* **Text segment**:
At the end of the last glacial period, which ended about 15,000 years ago at the southern edge of Lake Erie, there was a tundra landscape. It took about two and a half millennia to turn this wet and cold landscape dryer and warmer, so that caribou, moose, deer, wolves, bears and cougars were prevalent.

There was an early settlement in Medina County, dated between 9200 and 8850 BC Some tools consisted of flint from Indiana.

Increasing temperatures at about 7500 BC lead to a stable phase between 7000 and 4500 BC which had similar characteristics to today's climate. Population grew, and these members of the so called Early Archaic Culture lived in large families along the rivers and the shores of the lakes. During the warm seasons they met for hunting and gathering. The technology of tools improved but flint was still an important resource in that regard. Important archaeological sites are old Lake Abraham bog as well as sites on Big Creek, Cahoon, Mill und Tinker's Creek. There was a larger settlement where Hilliard Boulevard crosses the Rocky River.

Population density further increased during the Middle Archaic period (4500-2000 BC). Ground and polished stone tools and ornaments, and a variety of specialised chipped-stone notched points and knives, scrapers and drills were found on sites at Cuyahoga, Rocky River, Chippewa Creek, Tinker's and Griswold Creek.

The Late Archaic period (2000 to 500 BC) coincided with a much warmer climate than today. For the first time evidence for regionally specific territories occurs, as well as limited gardening of squash, which later became very important. A long distance trade of raw materials and finished artifacts with coastal areas, objects which were used in ceremonies and burials. The largest graveyard known is at the junction of the East and West branches of the Rocky River. Differences in status are revealed by the objects which accompanied the dead, like zoo- and anthropomorphic objects.

* **Data shown**:

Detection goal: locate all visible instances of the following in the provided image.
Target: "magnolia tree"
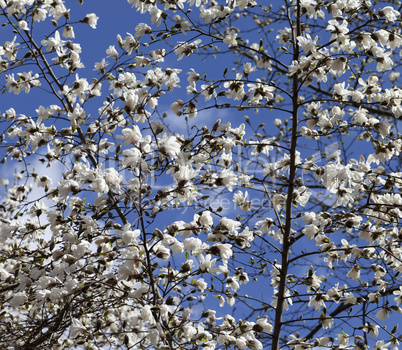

* **Task**: Carry on the text about prehistoric settlement near Lake Erie, picking up after its final sentence. The lines above are separate material and are unrelated to the text on the region's prehistory.

* **Reply to the exercise**:
The following Early Woodland (500 BC-AD 100) and Middle Woodland (AD 100-700) is a period of increased ceremonial exchange and sophisticated rituals. Crude but elaborately decorated pottery appears. Squash becomes more important, maize occurs for ritual procedures. The first mounds were erected, buildings for which Ohio is world-famous. The mound at Eagle St. Cemetery belongs to the Adena culture. Further mounds were found in the east of Tinker's Creek. Horticulture becomes even more important, the same with maize. The huge mounds concentrate much more in southern Ohio, but they were also found in northern Summit County. One mound, south of Brecksville, contained a cache of trade goods within a 6-sided stone crypt. A smaller mound between Willowick and Eastlake contained several ceremonial spear points of chert from Illinois.

After AD 400 maize dominated. Mounds were built no more, but the number of different groups increased, with winter villages at the Cuyahoga, Rocky and Lower Chagrin Rivers. Small, circular houses contained one or two fire hearths and storage pits. During the spring, people lived in camps along the lakeshore ridges, along ponds and bogs, or headwaters of creeks, where they collected plants and fished.

Between AD 1000 and 1200 oval houses with single-post constructions dominated the summer villages, the emphasis on burial ceremony declined, but became more personal and consisted of ornaments, or personal tools.

From 1200 to 1600 Meso-American influence mediated by the Mississippian culture could be traced, in Cleveland in new ceramic and house styles, new crops (common beans), and the presence of materials traded from southern centres. At this time, there was an obvious difference in archaeological findings from the areas of Black River, Sandusky River and Lake Erie Islands westwards on the one hand and Greater Cleveland eastwards on the other.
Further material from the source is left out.